### Aim
Swap each occurrence of "wet rock" in the data below for "damp stone", and reproduce the rest unchanged.

### Working data
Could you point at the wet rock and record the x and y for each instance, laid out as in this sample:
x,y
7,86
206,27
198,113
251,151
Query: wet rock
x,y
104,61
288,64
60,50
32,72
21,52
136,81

### Answer to this task
Could you point at the damp stone and record the x and y for each instance, laid out as in this sample:
x,y
7,86
206,27
198,113
251,151
Query: damp stone
x,y
104,61
288,64
60,50
32,72
21,52
136,81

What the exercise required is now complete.